[Data records]
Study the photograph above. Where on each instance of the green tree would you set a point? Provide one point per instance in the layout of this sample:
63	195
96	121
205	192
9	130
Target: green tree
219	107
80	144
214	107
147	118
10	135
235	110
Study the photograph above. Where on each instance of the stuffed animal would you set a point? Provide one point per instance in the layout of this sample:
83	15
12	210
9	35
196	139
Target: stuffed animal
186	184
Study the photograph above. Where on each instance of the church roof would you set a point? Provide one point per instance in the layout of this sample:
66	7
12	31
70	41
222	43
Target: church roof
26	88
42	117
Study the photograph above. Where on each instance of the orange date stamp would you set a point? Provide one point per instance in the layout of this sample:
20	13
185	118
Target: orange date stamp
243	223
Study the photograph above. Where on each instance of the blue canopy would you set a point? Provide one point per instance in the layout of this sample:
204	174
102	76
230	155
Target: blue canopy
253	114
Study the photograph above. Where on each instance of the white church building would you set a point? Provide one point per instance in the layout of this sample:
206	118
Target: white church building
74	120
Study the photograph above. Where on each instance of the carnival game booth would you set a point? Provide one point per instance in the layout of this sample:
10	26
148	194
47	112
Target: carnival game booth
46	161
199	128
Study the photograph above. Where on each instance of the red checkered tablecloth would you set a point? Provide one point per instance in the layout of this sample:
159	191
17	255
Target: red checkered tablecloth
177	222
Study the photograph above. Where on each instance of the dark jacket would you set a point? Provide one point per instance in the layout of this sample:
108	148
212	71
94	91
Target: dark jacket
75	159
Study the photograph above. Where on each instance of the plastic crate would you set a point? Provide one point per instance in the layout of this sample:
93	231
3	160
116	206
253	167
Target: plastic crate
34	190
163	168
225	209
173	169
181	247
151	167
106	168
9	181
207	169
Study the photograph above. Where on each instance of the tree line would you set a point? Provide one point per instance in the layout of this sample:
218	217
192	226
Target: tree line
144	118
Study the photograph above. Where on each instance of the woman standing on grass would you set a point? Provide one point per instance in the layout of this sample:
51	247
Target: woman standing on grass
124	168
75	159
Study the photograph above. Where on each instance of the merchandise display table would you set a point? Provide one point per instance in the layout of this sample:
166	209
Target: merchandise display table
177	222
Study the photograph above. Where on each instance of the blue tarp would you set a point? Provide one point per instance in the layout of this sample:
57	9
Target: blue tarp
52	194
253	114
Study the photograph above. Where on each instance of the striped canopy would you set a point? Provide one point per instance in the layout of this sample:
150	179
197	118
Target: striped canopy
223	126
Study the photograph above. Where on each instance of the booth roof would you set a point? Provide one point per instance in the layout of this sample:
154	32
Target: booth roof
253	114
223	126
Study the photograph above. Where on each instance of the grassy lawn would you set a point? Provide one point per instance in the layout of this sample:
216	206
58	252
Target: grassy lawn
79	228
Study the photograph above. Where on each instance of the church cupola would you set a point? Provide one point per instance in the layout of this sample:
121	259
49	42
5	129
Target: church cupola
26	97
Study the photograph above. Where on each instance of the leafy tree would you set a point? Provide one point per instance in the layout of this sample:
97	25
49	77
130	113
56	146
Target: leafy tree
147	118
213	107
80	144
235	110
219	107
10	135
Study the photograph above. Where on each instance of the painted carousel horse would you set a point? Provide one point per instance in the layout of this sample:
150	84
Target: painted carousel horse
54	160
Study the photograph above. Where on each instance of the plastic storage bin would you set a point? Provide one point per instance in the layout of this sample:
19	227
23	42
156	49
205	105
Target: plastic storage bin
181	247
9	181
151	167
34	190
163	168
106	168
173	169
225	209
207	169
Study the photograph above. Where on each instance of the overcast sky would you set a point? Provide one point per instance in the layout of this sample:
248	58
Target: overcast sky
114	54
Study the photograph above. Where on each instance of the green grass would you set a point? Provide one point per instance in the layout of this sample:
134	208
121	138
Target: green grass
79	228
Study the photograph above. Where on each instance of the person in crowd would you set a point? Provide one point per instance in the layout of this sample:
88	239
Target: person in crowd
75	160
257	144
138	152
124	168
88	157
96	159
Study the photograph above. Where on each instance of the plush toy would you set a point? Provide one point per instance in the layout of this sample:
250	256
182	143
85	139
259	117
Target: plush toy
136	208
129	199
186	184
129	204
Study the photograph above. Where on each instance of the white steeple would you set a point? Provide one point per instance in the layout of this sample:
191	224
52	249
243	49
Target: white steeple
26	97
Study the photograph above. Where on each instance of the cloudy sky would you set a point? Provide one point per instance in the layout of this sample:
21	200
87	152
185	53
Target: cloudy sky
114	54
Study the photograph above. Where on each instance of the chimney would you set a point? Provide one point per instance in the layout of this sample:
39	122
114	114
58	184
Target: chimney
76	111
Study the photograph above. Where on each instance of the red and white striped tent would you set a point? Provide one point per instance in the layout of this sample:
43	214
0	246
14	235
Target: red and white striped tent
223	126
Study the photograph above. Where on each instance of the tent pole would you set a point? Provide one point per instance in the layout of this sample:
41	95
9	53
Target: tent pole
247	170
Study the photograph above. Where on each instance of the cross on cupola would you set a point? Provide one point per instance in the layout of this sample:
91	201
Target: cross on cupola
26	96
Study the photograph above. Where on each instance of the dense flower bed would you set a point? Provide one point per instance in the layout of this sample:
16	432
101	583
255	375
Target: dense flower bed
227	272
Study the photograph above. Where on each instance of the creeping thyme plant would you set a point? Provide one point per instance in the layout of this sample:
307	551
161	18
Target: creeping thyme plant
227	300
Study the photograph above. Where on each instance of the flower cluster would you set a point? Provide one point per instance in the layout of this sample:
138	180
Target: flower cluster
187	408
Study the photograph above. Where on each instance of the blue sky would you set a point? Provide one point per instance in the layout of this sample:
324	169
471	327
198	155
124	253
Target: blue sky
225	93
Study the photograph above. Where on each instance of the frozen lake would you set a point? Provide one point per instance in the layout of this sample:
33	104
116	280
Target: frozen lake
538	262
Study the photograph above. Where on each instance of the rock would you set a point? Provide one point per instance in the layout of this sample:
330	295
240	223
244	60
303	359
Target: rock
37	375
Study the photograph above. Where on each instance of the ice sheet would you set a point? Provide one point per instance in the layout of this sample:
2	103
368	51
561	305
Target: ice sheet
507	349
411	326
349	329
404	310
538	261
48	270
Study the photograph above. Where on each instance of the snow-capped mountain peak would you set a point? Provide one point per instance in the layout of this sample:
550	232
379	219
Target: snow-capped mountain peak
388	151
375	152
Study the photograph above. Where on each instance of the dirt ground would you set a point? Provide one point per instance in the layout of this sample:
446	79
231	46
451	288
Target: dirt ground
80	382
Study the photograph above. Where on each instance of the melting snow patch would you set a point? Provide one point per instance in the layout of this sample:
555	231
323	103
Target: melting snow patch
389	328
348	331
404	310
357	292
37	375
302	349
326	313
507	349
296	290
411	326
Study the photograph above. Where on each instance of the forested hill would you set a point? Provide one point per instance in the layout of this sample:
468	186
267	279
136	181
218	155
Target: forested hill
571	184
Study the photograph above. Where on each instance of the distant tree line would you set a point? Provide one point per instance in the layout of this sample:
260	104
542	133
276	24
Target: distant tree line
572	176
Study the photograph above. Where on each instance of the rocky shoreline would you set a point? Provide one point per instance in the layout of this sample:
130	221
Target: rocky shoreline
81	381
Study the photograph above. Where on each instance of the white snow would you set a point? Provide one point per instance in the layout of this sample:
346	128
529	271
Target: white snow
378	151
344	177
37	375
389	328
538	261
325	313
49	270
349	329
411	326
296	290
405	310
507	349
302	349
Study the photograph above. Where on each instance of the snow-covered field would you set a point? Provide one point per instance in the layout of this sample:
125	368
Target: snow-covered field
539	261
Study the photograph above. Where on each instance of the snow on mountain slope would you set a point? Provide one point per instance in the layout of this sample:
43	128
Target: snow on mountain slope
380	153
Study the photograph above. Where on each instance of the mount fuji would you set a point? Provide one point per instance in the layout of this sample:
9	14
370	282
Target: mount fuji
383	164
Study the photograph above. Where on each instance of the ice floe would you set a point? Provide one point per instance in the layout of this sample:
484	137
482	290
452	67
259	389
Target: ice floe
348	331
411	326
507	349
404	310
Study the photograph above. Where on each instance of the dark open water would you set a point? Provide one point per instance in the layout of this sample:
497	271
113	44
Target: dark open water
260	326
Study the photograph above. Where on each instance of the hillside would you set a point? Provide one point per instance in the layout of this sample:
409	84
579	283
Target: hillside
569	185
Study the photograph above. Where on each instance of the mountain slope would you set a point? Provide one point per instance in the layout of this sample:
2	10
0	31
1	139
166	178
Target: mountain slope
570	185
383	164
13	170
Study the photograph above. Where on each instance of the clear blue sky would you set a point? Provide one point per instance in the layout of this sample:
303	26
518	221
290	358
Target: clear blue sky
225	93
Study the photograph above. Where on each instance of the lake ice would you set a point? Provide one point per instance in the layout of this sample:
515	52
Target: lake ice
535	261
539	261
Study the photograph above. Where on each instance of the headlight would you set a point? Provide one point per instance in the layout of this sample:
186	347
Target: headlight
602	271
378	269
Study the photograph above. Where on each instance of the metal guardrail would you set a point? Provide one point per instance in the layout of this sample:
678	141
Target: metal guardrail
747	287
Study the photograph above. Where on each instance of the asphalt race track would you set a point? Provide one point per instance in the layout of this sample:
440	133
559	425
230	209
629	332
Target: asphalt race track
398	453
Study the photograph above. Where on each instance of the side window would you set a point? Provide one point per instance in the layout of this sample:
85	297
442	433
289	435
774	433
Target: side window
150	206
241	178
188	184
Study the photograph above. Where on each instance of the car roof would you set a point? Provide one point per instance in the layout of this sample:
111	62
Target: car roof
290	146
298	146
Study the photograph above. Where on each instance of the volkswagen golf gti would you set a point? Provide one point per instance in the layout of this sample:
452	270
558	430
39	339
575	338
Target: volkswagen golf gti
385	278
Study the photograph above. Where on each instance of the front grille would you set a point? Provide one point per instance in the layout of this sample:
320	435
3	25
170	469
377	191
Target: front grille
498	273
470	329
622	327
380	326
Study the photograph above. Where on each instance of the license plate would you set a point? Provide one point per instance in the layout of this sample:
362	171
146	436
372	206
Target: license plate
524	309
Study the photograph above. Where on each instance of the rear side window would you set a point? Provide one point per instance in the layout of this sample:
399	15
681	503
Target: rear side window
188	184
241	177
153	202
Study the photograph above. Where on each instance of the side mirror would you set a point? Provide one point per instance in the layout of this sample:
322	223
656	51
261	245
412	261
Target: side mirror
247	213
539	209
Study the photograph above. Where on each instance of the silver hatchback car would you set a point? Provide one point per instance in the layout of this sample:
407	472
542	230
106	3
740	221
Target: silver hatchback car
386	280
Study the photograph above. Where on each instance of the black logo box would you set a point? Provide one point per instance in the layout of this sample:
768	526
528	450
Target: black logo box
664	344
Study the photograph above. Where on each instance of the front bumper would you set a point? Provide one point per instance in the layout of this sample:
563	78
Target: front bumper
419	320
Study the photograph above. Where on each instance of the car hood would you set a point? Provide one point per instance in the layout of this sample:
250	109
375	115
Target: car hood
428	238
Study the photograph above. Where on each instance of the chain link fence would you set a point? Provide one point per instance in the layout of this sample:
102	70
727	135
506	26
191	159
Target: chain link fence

YOUR OBJECTIVE:
Reproduce the lines from the one containing "Study the photograph above. Where on each instance of the black" to the end of the entries, keeping both ends and adding nothing.

THE RESULT:
Study the photograph above. Where on each instance of the black logo box would you set a point? Provide one point per instance in the layout of this sample:
768	526
528	450
Target: black logo box
664	344
Study the photograph above. Where on each instance of the front bumper would you set a point? Provide one point per instance in the layout of this sample:
563	78
Target: front bumper
419	320
Study the photograph above. Where on each instance of the car hood would you set a point? Provide one point per instance in the layout of this sample:
250	109
375	115
Target: car hood
428	238
Study the photograph above. Where on each instance of the chain link fence would you set a point? Provide one point per instance in the layout of this sample:
102	70
727	135
506	26
191	159
Target: chain link fence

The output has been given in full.